WORK REQUEST — Reading the records below, how many lines contain "rings"? Respond with a number and nothing else.

DATA UNDER STUDY —

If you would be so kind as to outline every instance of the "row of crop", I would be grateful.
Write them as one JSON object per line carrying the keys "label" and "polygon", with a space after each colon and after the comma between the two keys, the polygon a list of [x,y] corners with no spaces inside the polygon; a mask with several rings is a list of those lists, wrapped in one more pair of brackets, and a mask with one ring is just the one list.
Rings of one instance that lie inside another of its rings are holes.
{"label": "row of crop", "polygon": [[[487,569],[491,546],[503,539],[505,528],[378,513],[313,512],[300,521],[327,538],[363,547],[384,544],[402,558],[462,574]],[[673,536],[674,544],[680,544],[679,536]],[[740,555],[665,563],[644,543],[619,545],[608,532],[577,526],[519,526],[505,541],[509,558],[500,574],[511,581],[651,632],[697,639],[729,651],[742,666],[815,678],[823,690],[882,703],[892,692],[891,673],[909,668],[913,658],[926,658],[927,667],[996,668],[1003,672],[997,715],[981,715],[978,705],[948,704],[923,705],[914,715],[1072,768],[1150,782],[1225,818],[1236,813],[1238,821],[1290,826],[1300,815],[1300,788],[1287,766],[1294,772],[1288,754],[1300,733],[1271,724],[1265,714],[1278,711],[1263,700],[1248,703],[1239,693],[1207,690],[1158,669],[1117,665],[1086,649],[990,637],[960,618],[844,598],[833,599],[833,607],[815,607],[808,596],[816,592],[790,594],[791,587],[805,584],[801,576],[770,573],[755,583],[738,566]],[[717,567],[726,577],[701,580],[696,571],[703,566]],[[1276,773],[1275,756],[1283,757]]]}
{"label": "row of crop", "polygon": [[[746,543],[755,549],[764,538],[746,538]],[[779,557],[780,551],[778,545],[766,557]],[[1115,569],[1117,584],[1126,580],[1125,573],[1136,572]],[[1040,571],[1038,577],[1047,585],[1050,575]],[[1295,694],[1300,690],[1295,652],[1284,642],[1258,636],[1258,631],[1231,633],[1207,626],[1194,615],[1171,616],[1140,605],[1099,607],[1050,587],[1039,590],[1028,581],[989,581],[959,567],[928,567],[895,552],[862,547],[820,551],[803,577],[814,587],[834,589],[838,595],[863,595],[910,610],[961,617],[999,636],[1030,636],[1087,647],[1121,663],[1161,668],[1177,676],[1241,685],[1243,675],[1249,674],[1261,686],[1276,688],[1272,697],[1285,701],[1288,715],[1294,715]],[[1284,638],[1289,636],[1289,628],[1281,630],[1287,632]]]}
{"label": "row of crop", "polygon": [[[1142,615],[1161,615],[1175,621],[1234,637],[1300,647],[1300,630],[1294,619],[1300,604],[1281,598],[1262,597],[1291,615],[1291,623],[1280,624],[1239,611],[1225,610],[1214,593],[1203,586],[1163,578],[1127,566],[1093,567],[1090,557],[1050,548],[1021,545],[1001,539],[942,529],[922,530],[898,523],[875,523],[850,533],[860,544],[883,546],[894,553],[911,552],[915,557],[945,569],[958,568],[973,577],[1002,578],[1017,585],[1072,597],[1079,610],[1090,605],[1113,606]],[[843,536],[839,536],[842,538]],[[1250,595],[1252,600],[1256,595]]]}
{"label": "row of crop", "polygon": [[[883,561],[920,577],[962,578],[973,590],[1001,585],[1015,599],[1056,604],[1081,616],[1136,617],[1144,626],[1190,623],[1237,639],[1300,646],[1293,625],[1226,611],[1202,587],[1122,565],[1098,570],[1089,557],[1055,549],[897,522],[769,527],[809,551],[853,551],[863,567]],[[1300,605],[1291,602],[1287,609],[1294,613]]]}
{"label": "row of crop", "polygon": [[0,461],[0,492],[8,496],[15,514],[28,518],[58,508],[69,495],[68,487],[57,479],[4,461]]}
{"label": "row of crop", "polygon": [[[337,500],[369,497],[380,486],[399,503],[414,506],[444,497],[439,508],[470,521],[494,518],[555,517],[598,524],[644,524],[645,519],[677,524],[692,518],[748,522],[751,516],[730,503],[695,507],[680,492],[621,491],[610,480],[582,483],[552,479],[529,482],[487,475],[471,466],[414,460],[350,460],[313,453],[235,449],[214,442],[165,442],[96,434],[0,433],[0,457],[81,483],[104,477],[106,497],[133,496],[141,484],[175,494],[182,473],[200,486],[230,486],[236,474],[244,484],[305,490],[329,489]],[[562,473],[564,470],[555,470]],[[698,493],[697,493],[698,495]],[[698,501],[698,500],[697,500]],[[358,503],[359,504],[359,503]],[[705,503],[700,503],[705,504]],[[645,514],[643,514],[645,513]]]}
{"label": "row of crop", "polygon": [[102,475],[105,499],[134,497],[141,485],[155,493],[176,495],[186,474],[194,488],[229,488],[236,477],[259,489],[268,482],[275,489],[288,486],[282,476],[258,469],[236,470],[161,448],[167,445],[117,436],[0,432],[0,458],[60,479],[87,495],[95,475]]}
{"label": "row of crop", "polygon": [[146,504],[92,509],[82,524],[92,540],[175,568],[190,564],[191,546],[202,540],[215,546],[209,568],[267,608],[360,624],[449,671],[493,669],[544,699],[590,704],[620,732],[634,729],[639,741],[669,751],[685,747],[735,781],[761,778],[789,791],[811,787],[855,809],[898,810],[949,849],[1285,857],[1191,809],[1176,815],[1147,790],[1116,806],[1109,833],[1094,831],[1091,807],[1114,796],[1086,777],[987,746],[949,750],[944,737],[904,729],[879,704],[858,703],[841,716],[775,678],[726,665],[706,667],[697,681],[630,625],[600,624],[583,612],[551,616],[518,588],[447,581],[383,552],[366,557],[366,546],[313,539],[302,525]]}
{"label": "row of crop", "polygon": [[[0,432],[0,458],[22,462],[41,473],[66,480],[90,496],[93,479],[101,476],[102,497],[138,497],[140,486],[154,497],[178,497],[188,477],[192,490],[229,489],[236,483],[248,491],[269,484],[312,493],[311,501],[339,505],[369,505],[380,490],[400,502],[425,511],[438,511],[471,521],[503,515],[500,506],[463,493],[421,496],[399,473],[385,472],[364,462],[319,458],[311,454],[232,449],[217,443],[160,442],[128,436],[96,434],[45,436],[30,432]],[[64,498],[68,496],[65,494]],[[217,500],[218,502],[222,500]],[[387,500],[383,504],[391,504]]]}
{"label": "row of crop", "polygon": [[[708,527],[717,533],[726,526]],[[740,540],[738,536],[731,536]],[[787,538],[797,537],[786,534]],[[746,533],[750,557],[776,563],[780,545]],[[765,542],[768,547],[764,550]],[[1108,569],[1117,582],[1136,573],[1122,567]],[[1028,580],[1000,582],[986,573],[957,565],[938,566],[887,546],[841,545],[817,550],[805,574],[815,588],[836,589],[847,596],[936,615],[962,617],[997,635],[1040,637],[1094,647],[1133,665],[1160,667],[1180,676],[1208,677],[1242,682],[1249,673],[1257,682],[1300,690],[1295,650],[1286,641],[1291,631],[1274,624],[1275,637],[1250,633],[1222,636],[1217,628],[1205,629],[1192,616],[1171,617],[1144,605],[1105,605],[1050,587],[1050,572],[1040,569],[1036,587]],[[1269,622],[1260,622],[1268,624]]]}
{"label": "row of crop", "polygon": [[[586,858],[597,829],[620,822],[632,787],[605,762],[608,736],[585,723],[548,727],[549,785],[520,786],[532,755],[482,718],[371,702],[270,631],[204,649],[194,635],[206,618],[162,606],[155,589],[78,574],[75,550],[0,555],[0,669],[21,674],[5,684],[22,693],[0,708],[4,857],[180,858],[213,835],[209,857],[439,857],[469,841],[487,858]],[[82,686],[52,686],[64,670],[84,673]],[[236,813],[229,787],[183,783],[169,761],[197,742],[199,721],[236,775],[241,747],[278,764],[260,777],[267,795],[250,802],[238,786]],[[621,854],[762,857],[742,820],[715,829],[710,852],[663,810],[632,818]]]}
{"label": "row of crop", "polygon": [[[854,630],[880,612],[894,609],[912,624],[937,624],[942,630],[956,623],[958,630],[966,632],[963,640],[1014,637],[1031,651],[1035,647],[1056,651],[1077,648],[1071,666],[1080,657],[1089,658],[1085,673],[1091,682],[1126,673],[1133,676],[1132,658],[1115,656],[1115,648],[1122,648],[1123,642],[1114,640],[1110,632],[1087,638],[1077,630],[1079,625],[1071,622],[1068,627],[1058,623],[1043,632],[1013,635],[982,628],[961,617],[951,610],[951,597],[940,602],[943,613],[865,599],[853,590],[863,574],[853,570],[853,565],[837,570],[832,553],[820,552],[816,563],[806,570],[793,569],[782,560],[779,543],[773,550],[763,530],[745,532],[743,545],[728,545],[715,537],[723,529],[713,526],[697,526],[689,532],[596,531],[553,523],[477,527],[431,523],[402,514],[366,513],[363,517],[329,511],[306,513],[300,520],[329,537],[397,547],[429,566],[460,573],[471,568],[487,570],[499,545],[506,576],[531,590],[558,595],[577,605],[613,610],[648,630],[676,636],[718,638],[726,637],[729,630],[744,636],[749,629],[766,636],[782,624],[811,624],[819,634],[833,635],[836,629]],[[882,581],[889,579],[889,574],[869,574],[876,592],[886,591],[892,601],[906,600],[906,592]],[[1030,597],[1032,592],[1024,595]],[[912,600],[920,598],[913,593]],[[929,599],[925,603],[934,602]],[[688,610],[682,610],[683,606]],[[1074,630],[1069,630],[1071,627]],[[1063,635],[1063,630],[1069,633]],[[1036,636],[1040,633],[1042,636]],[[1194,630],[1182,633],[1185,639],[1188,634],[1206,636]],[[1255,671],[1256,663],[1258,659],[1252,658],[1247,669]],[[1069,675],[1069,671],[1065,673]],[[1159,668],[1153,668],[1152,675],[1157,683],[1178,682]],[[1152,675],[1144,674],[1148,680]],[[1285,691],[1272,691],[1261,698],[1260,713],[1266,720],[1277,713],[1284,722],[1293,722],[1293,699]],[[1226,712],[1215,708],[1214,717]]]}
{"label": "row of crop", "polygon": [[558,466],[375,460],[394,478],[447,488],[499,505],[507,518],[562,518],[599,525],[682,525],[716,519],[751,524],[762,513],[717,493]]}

EXERCISE RESULT — 2